Working data:

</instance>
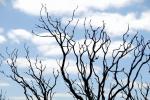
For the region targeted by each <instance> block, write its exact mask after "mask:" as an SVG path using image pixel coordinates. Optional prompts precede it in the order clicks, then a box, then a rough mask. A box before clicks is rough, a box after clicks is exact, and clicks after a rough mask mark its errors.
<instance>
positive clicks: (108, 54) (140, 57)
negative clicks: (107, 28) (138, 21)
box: [33, 6, 150, 100]
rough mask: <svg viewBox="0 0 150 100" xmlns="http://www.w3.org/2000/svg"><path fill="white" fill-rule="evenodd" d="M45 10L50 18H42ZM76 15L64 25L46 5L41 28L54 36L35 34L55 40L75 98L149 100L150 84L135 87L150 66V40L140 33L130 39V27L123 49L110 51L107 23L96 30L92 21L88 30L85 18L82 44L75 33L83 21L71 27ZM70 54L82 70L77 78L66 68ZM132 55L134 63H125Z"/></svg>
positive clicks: (60, 64)
mask: <svg viewBox="0 0 150 100" xmlns="http://www.w3.org/2000/svg"><path fill="white" fill-rule="evenodd" d="M42 11H44V12H45V14H46V16H43V15H42ZM74 13H75V10H74V12H73V15H72V18H71V20H69V21H68V23H67V24H66V25H65V26H63V23H62V21H61V19H55V18H52V17H51V16H50V15H49V13H48V12H47V9H46V7H44V6H43V7H42V9H41V13H40V19H39V21H40V23H41V24H38V25H37V27H38V28H40V29H41V30H44V31H47V32H49V33H50V34H49V35H47V36H45V35H43V36H42V35H38V34H36V33H34V32H33V33H34V34H36V35H37V36H40V37H50V38H55V40H56V42H57V44H58V46H59V47H60V49H61V52H62V60H60V61H59V66H60V72H61V76H62V78H63V80H64V82H65V84H66V85H67V87H68V89H69V91H70V93H71V94H72V95H73V97H74V98H75V99H77V100H84V99H85V100H105V99H107V100H114V99H117V98H120V99H126V100H136V99H137V100H141V99H145V100H148V95H149V85H148V84H149V83H148V84H147V85H146V87H145V86H144V85H143V83H142V82H141V83H140V84H138V88H135V84H136V81H137V79H138V78H139V74H140V72H141V70H142V68H145V67H147V69H148V67H149V65H148V63H149V61H150V52H149V50H150V41H145V40H144V37H143V36H139V35H138V34H135V35H133V36H129V35H128V31H129V27H128V29H127V32H126V33H124V35H123V38H122V43H120V46H119V47H116V49H113V50H112V52H110V49H111V48H110V47H111V45H112V41H111V39H110V37H109V36H108V34H107V32H106V31H105V23H104V22H103V26H101V27H96V28H95V27H93V26H92V24H91V21H90V22H89V24H88V25H89V27H87V25H86V22H87V21H86V18H85V21H84V23H83V26H84V30H85V31H84V34H85V35H84V38H82V40H83V43H81V42H78V39H76V38H75V35H76V34H75V33H76V27H77V25H78V22H79V20H77V21H76V24H75V25H74V26H72V25H71V23H72V22H73V21H74ZM71 29H72V31H70V30H71ZM70 55H71V57H72V58H73V59H74V61H75V63H76V66H75V67H76V68H77V70H78V74H77V75H76V76H77V77H76V79H74V78H72V77H71V75H70V74H69V73H68V72H67V70H66V67H69V64H68V63H67V58H69V56H70ZM129 55H131V57H130V58H128V59H130V60H129V62H128V63H127V64H125V63H124V62H125V60H126V58H127V57H128V56H129ZM85 59H86V60H85ZM96 65H99V67H100V68H101V70H102V71H101V72H98V73H97V72H96V67H95V66H96ZM110 79H111V80H110ZM143 87H144V88H145V89H146V90H145V91H146V92H144V90H143ZM138 94H141V95H142V96H138Z"/></svg>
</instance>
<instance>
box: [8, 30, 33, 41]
mask: <svg viewBox="0 0 150 100" xmlns="http://www.w3.org/2000/svg"><path fill="white" fill-rule="evenodd" d="M7 36H8V38H9V39H11V40H12V41H14V42H16V43H20V41H22V40H30V39H31V38H32V34H31V33H30V32H28V31H26V30H24V29H14V30H11V31H10V32H8V34H7Z"/></svg>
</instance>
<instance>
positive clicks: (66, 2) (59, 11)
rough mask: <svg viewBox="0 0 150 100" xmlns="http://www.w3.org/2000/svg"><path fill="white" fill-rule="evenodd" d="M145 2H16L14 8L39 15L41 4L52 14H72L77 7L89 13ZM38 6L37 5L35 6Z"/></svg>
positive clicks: (77, 0) (102, 1)
mask: <svg viewBox="0 0 150 100" xmlns="http://www.w3.org/2000/svg"><path fill="white" fill-rule="evenodd" d="M142 1H143V0H92V1H91V0H15V1H14V2H13V7H14V8H15V9H19V10H20V11H23V12H25V13H28V14H31V15H39V11H40V9H41V4H42V3H44V4H46V5H47V8H48V11H49V13H50V14H65V13H66V14H68V13H72V11H73V9H75V8H76V7H77V6H78V7H79V8H78V11H79V12H82V11H84V12H85V11H89V10H90V8H96V9H99V10H105V9H108V8H110V7H114V8H120V7H125V6H128V5H130V4H133V3H139V2H142ZM35 4H36V5H35Z"/></svg>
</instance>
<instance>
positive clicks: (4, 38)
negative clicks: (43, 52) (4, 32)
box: [0, 35, 7, 44]
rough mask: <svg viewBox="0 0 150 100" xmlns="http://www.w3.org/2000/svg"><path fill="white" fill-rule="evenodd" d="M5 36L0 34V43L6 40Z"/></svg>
mask: <svg viewBox="0 0 150 100" xmlns="http://www.w3.org/2000/svg"><path fill="white" fill-rule="evenodd" d="M6 41H7V40H6V38H5V37H4V36H3V35H0V44H2V43H4V42H6Z"/></svg>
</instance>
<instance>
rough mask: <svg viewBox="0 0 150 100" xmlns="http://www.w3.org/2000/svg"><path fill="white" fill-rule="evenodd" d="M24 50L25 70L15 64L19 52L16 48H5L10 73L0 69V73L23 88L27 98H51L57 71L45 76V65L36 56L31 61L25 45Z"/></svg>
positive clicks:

What the task asks: Please leave out the pictures as you reproduce the lines exactly, from the first line of the entries through the line containing "10L50 18H42ZM76 15L64".

Result of this task:
</instance>
For the region targeted by each <instance> block, write its exact mask after "mask:" as an SVG path using image pixel coordinates. Optional prompts precede it in the order clicks, then a box, then a rough mask. A box before clicks is rough, a box after clicks is exact, and clicks after a rough mask mark its errors.
<instance>
positive clicks: (108, 54) (140, 57)
negative clicks: (107, 28) (138, 21)
box: [33, 6, 150, 100]
rough mask: <svg viewBox="0 0 150 100" xmlns="http://www.w3.org/2000/svg"><path fill="white" fill-rule="evenodd" d="M45 10L50 18H42ZM76 15L64 25L46 5L41 28L54 36L35 34L55 40L75 98L149 100L150 84L135 87L150 66V40L140 33L130 39V27L123 49L110 51L107 23L96 30L92 21L88 30L85 18L82 44L75 33L83 21L71 27ZM70 54L82 70L77 78L66 68ZM132 55L134 63H125Z"/></svg>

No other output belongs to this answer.